Natural language region descriptions

+ + + +

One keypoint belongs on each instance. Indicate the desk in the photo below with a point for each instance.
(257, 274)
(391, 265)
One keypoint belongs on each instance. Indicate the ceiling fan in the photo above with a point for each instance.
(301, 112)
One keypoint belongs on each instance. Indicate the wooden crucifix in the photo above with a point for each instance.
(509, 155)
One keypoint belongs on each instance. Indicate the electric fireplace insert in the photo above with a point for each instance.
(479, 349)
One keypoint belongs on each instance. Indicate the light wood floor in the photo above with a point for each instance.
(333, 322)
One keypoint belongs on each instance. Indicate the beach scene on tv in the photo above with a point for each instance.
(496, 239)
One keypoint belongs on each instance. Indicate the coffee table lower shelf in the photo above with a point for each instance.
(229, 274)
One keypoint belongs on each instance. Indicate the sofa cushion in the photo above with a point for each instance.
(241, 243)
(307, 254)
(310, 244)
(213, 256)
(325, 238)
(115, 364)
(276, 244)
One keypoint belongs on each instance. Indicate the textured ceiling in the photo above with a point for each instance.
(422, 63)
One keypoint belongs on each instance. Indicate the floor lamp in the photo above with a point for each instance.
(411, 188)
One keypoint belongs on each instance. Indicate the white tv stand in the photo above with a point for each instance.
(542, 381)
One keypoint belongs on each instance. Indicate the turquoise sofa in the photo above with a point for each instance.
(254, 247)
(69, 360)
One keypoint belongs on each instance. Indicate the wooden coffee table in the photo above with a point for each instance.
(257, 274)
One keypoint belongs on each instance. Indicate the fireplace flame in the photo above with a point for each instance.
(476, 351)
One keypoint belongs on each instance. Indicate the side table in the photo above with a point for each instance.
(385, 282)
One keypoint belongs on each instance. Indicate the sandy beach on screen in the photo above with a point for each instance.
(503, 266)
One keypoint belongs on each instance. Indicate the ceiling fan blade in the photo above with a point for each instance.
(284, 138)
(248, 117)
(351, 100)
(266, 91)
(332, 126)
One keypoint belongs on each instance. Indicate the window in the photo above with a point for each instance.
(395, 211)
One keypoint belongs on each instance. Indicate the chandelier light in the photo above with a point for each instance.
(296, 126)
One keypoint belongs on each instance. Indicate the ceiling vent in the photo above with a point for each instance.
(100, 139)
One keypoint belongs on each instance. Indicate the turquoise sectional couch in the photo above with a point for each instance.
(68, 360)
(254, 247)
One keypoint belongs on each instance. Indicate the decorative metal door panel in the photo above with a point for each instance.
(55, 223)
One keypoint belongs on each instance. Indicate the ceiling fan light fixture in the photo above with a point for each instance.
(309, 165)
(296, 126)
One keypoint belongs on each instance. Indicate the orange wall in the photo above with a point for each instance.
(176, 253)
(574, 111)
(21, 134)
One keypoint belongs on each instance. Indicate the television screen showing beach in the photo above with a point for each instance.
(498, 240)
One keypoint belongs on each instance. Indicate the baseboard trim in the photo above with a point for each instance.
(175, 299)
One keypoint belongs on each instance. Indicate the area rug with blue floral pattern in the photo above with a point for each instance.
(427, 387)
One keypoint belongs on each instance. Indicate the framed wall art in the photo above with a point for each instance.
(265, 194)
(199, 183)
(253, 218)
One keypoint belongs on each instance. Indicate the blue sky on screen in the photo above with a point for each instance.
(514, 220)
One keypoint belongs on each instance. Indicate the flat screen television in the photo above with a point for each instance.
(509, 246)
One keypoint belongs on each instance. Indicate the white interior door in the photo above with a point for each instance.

+ + + +

Please restate the records in full, word for word.

YOUR RESPONSE:
One keypoint belongs on each instance. Indicate the desk in the photo below with a point for each instance.
(257, 274)
(391, 265)
One keypoint belongs on each instance. Indicate the ceiling fan in the photo above with a point for each instance.
(301, 112)
One keypoint belongs on each instance. Indicate the wooden crucifix in the photo above with a point for each instance.
(509, 155)
One keypoint belongs on each instance. Indicate the electric fireplace insert in the photo above with a point for each instance.
(479, 349)
One keypoint belongs on each instance. Indicate the light wood floor in the photo above with a point for each instance.
(333, 322)
One keypoint belongs on each instance. Indicate the beach scene on tv in the photo above with a point for each instance.
(496, 239)
One keypoint belongs on each instance. Indicate the coffee table lower shelf in the photo above with a point for each instance.
(229, 274)
One keypoint belongs on each instance. Indicate the sofa cushion in the photo above with a point for each instance.
(241, 243)
(307, 254)
(310, 244)
(213, 256)
(325, 238)
(115, 364)
(276, 244)
One keypoint belongs on each instance. Indicate the textured ceiling in the photo above with a point for each instance.
(422, 63)
One keypoint belongs on each instance. Indicate the floor lamp in the photo above with a point for each instance.
(411, 188)
One keypoint belongs on each instance. Indicate the white tv stand in the photo above with a point for each instance.
(542, 381)
One keypoint belongs on each instance. Indicate the turquoise sofa in the photo above with a point for each instance.
(254, 247)
(69, 360)
One keypoint belongs on each instance. Indicate the wooden coffee table in the photo above with a point for each instance.
(257, 274)
One keypoint belongs on each instance. Indicate the fireplace flame in the photo above with a point for each instance.
(476, 351)
One keypoint belongs on each instance. Indicate the side table in the photo above with a point for each instance.
(385, 282)
One keypoint belongs on each instance. Indicate the sandy beach on screen in the photo above with a point for each instance.
(503, 266)
One keypoint belongs on each instance. Indicate the ceiling fan blade in the photo above with a point for each instance.
(284, 138)
(248, 117)
(351, 100)
(266, 91)
(332, 126)
One keypoint belongs on each instance. Indicate the window in the photo above with a point for each instance.
(395, 211)
One keypoint belongs on each instance. Indicate the chandelier light in the photo above with a point for each instance.
(296, 126)
One keypoint belongs on each instance. Indicate the ceiling vent in the photo above with a point for each instance.
(100, 139)
One keypoint belongs on each instance. Indicate the turquoise sectional couch in the photo above with a point for each instance.
(68, 360)
(254, 247)
One keypoint belongs on each instance. Indicate the decorative metal door panel in the photo above with a point for each instance.
(55, 223)
One keypoint belongs on each instance. Indicate the ceiling fan light fixture in the photo above with a point for each instance.
(309, 165)
(296, 126)
One keypoint belongs on each instance. Indicate the orange wall in the photo above with a point for each instance.
(176, 253)
(574, 111)
(21, 134)
One keypoint belongs on each instance. Indicate the television screen showing beach in the photo above with a point for each instance.
(498, 240)
One keypoint belongs on each instance. Indicate the baseboard trim in the photo above with a point for each instance.
(175, 299)
One keypoint belongs on each instance. Indicate the area rug with blue floral pattern in the photo above with a point for each instance.
(427, 387)
One keypoint belongs on each instance. Indicate the framed wall art in the photo above with a point for each instance.
(265, 194)
(199, 183)
(253, 218)
One keypoint belongs on each instance. Indicate the blue sky on screen in the photo above with a point for each instance.
(514, 220)
One keypoint belongs on each instance. Indicate the flat screen television in the photo above with a point for each instance.
(509, 246)
One keypoint belongs on each instance. Indicate the white interior door in the photo above with a point for each instance.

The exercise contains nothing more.